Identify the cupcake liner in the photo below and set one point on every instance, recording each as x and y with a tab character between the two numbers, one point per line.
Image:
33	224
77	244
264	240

:::::

### REQUIREMENTS
Copy the data above exactly. Every line must be included.

### CORRECT OUTPUT
Identify the cupcake liner in the photo below and set one point on every instance, recording each as x and y with a tab character between the two numbers, one point per line.
Image:
33	224
77	244
264	240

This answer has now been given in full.